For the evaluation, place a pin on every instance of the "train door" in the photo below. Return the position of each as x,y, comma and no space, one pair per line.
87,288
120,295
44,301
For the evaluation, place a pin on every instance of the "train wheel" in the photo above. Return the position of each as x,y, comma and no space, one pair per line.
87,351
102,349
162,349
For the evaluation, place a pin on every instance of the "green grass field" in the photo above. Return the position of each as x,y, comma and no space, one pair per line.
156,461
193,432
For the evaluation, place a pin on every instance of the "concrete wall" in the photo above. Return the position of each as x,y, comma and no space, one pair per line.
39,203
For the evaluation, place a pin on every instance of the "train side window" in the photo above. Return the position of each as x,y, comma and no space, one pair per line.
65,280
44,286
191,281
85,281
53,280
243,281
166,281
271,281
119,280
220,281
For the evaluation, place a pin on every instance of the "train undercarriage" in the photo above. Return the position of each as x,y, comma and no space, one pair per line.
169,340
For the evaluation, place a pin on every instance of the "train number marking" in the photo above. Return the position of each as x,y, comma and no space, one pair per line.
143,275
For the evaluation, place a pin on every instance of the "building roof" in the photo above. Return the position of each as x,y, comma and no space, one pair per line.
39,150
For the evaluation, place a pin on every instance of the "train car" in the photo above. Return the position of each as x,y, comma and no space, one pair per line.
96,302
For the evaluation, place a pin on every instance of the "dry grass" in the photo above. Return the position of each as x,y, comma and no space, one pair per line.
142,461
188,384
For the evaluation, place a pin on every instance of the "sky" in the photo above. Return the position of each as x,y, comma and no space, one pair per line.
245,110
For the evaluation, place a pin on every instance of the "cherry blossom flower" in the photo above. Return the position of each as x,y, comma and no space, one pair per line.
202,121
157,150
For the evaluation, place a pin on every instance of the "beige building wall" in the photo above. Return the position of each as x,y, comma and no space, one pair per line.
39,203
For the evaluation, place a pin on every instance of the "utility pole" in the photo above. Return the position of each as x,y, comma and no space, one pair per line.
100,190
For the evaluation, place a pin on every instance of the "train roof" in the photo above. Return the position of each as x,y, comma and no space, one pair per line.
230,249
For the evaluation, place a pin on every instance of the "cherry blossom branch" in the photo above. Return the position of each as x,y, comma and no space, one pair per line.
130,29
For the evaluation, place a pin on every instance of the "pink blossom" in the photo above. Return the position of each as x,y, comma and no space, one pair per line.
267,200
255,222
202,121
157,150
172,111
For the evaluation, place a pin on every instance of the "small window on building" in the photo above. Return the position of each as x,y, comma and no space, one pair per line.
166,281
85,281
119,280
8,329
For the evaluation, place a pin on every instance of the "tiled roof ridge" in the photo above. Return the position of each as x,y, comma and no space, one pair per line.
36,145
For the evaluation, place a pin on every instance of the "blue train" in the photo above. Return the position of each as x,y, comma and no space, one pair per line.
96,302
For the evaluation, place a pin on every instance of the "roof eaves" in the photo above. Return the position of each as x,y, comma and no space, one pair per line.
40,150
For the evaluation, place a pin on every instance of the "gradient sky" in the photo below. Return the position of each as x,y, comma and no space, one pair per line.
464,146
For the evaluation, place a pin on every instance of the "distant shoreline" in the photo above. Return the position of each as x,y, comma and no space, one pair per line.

::::

## Directions for this task
Quote the entire listing above exactly.

## Exercise solution
For the evaluation, place a pin on every instance of the "train door" in the photo below. Return the position of each as x,y, comma and no space, one pair per line.
87,288
120,295
44,301
For the evaluation, place a pin on every instance of the "train wheel" in the photo above. Return the position of each as x,y, comma and no space, one pair per line.
87,351
102,349
162,349
For the evaluation, place a pin on every instance of the "green grass field" in the photo above. Return the position of each as x,y, comma and no space, one pair per line.
156,461
193,432
For the evaluation, place a pin on every instance of the "concrete wall" in the photo above. Return the position of each as x,y, comma and no space, one pair per line.
39,203
For the evaluation, place a pin on every instance of the "train side window" in the photo above. Return the position of each as x,y, comma and no space, one pair per line.
65,280
44,286
191,281
85,281
53,280
243,281
166,281
271,281
119,280
220,281
For the evaluation, place a pin on every instance of the "train undercarriage" in the photo above. Return the position of each as x,y, comma and no space, one pair per line.
169,340
For the evaluation, place a pin on every instance of the "train number marking" in the photo above. Return the position of each as x,y, comma and no space, one pair per line.
143,275
For the evaluation, place a pin on every instance of the "building roof" in the photo above. Return the position of each as x,y, comma and no space, one pair per line.
39,150
For the evaluation, place a pin on every instance of the "train car" in the photo above. Return the position of each as x,y, comma and no space, one pair per line.
96,302
For the evaluation, place a pin on every instance of the "dry grass" in the photo above. Return the position of each as x,y, comma and no space, one pair per line.
142,461
188,384
For the evaluation, place a pin on every instance of the "sky" in the photo above. Return the position of each as x,y, comma and no space, one pair per line.
245,110
For the evaluation, place a pin on every instance of the "cherry blossom flower" in the photo above. Return the position of each as x,y, comma and no space, one pair per line.
202,121
157,150
For the evaluation, place a pin on every instance of the "beige building wall" in the photo above. Return the position of each as x,y, comma and no space, one pair per line.
39,203
For the evaluation, place a pin on every instance of the "utility pole" in the photo above. Return the position of each as x,y, comma and no space, one pair per line.
100,190
For the evaluation, place a pin on every instance of the "train roof" in the photo above. Return the position of each as x,y, comma and no space, one pair per line.
230,249
For the evaluation, place a pin on every instance of the "cherry blossom branch" in the photo above. Return the position of each as x,y, comma and no space, one pair per line.
130,29
For the evaluation, place a pin on every instance of the "pink blossom" in the photo above. Return the position of each as x,y, comma and no space, one pair per line.
267,200
255,222
202,121
157,150
172,111
For the evaluation, place a pin on every instance of the "small window on building" in the photo above. Return the position of each as x,y, comma and no space, one pair per line.
166,281
85,281
119,280
8,329
For the evaluation, place a pin on every instance of the "tiled roof ridge" in the photo above. Return the position of each as x,y, comma and no space, one pair per line.
36,145
For the evaluation, place a pin on every instance of the "blue train" in the photo above. Return the position of each as x,y, comma and no space, one pair per line.
96,302
For the evaluation, place a pin on every instance of the "roof eaves" in the photo above. Return the position of each as x,y, comma and no space, one pair per line.
40,150
For the evaluation, place a pin on every instance of the "gradient sky" in the photo below. Return the position of each as x,y, comma and no space, one pair per line.
464,146
For the evaluation, place a pin on every instance of the "distant shoreline" in the photo above. Return the position of each as x,y, comma and no space, one pair per line.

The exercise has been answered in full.